# EXTRACTED INFORMATION

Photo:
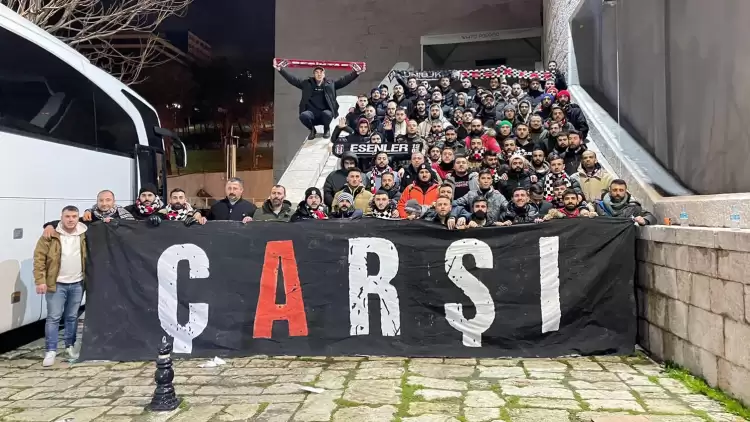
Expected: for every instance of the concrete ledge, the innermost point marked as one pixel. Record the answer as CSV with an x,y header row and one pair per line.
x,y
309,163
699,237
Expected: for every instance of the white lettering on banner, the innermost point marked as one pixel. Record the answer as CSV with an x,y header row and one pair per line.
x,y
375,148
472,287
549,280
361,284
198,312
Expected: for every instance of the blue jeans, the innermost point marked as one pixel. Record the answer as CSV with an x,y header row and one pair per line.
x,y
62,304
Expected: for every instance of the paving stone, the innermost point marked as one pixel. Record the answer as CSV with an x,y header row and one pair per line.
x,y
318,407
461,361
266,398
442,371
426,360
41,415
428,394
87,414
364,414
429,418
549,403
238,412
378,373
538,415
23,404
547,375
546,392
202,413
545,365
673,386
585,385
666,406
212,390
421,407
342,366
88,402
499,362
126,410
332,380
527,382
605,394
373,391
384,364
483,399
480,414
277,412
480,384
284,388
437,383
634,379
584,365
592,416
501,372
593,376
615,405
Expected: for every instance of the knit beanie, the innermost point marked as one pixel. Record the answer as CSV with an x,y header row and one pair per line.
x,y
148,187
412,206
313,191
345,196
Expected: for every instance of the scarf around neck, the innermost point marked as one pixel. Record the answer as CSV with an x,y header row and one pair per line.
x,y
149,209
178,215
376,174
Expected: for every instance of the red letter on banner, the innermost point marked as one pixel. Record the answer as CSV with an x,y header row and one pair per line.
x,y
268,311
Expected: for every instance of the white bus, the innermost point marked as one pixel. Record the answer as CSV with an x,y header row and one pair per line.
x,y
67,130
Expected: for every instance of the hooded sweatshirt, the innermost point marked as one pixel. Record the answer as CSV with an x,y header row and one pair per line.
x,y
71,265
336,180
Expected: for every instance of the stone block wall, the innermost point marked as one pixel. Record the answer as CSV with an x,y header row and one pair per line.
x,y
693,289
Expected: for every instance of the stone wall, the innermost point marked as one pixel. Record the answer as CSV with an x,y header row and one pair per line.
x,y
557,13
693,289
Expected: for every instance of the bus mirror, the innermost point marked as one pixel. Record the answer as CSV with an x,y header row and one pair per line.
x,y
180,152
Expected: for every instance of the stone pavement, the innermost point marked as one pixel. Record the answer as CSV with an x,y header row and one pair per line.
x,y
360,389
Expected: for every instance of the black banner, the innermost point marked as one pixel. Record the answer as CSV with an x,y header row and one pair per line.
x,y
366,287
402,150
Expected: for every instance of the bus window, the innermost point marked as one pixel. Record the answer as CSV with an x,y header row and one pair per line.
x,y
42,96
115,130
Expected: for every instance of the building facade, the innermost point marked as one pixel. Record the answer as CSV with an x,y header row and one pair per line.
x,y
381,33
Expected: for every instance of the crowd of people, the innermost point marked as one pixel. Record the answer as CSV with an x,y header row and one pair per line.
x,y
511,153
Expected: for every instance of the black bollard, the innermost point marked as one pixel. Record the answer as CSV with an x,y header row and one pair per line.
x,y
165,399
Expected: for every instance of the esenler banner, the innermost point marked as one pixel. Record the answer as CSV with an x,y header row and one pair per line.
x,y
368,287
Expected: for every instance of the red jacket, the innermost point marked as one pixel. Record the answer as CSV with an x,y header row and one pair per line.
x,y
490,143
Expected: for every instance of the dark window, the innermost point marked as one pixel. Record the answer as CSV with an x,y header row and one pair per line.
x,y
42,96
115,129
150,120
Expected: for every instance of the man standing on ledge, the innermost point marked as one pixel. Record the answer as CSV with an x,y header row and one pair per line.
x,y
318,105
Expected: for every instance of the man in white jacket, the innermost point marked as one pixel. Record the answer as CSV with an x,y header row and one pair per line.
x,y
59,269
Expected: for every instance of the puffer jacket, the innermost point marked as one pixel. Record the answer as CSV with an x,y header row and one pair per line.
x,y
496,203
48,256
265,213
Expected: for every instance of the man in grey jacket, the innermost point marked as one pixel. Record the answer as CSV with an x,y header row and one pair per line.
x,y
496,202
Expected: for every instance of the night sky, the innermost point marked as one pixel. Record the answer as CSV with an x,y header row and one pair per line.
x,y
240,29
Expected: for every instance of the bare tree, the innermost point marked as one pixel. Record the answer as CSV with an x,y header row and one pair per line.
x,y
91,26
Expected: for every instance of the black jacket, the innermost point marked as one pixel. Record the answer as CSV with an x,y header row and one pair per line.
x,y
225,211
329,89
336,180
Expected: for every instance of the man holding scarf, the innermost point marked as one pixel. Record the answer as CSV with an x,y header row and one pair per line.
x,y
374,177
312,208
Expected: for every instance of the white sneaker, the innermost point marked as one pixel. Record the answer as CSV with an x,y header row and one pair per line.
x,y
71,351
49,358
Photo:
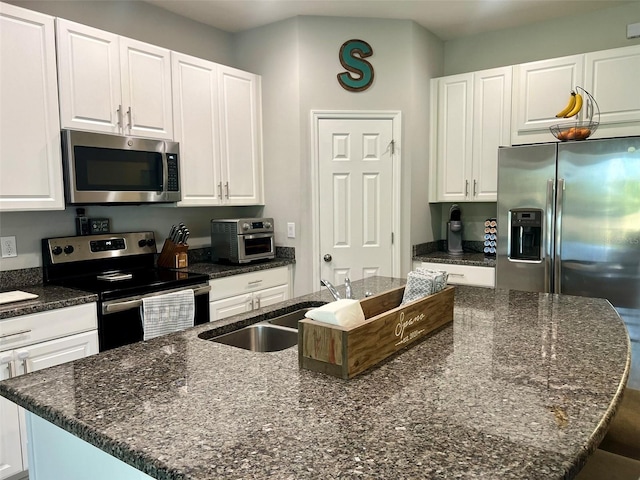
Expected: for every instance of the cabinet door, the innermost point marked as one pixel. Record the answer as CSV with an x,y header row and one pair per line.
x,y
197,128
491,129
228,307
89,66
30,155
454,140
241,136
270,296
11,440
56,352
541,89
612,78
146,89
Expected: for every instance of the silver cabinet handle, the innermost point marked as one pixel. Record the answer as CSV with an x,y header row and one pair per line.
x,y
19,332
8,359
557,265
24,355
547,236
129,115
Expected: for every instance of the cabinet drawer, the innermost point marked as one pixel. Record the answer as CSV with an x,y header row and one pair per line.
x,y
247,282
466,274
38,327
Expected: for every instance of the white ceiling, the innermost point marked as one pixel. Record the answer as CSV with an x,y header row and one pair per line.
x,y
448,19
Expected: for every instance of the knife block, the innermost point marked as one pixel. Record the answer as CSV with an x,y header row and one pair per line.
x,y
173,255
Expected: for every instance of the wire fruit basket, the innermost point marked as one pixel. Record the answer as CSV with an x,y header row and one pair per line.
x,y
579,129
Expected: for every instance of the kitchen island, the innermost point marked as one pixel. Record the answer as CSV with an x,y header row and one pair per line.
x,y
520,386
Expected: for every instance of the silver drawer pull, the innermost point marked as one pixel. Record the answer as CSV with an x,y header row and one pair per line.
x,y
21,332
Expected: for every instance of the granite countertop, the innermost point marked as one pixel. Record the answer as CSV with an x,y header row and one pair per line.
x,y
215,270
49,298
520,386
467,258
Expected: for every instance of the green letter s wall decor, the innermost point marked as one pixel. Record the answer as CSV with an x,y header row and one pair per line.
x,y
352,53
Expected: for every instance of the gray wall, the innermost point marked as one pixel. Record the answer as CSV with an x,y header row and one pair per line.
x,y
298,61
580,33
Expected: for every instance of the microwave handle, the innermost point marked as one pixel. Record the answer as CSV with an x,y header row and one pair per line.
x,y
257,235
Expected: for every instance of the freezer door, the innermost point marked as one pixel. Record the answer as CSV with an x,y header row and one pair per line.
x,y
598,239
526,195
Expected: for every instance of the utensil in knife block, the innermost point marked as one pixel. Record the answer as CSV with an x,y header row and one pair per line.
x,y
173,255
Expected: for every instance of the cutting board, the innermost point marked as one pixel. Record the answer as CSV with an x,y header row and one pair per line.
x,y
15,296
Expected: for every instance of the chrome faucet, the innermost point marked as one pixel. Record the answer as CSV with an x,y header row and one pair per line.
x,y
331,288
347,288
336,296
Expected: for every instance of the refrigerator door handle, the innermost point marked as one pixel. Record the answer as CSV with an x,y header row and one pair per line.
x,y
548,237
557,262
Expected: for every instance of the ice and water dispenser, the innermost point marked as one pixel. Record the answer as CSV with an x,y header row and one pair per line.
x,y
526,234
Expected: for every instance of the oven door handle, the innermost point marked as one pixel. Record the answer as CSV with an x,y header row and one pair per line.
x,y
130,303
254,236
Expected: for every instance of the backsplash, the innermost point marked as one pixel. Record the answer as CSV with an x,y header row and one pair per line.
x,y
14,279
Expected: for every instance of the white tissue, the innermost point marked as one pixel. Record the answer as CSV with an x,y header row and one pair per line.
x,y
345,313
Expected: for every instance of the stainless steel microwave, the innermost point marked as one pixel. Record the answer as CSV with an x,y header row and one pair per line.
x,y
100,168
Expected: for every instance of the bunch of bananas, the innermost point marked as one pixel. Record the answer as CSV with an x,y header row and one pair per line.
x,y
573,107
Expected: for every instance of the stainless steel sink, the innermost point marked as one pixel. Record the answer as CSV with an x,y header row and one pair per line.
x,y
289,319
260,337
266,336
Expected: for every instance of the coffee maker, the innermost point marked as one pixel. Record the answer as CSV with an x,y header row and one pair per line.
x,y
454,231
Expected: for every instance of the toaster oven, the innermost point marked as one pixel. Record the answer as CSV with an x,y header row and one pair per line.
x,y
242,240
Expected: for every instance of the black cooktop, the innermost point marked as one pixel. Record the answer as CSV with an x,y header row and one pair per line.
x,y
126,283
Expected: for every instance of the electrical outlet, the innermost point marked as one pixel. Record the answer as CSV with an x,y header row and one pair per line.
x,y
8,246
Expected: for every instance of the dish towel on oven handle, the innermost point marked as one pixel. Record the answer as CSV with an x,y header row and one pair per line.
x,y
167,313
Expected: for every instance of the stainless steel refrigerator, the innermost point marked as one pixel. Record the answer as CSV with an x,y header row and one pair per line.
x,y
569,222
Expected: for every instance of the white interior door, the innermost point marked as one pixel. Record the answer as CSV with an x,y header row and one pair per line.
x,y
355,185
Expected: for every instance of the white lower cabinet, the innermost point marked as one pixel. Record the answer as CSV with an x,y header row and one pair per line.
x,y
464,274
75,337
248,291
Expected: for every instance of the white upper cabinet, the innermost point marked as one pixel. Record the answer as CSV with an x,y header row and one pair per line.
x,y
542,88
113,84
612,77
197,129
470,120
30,155
241,136
218,124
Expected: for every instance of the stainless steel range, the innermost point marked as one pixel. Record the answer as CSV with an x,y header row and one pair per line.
x,y
120,268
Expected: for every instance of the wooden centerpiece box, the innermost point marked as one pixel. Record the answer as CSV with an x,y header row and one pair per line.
x,y
389,327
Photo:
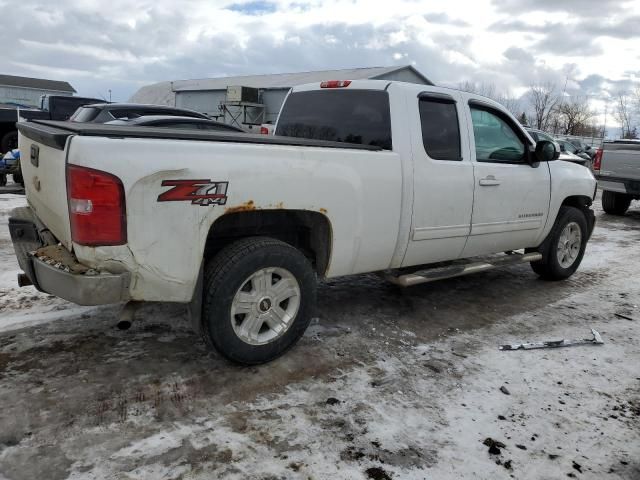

# EXERCISE INSTRUCTIONS
Keeping pictures out, repeat exactly the lines from the one containing "Expected: for every instance of the wooden" through the end of the listing.

# EXPECTED ANSWER
Expected: for every instance of the wooden centerpiece box, the innermost point marked as one pixel. Record the answer as CSV with an x,y header row and one pair per line.
x,y
389,327
Photo:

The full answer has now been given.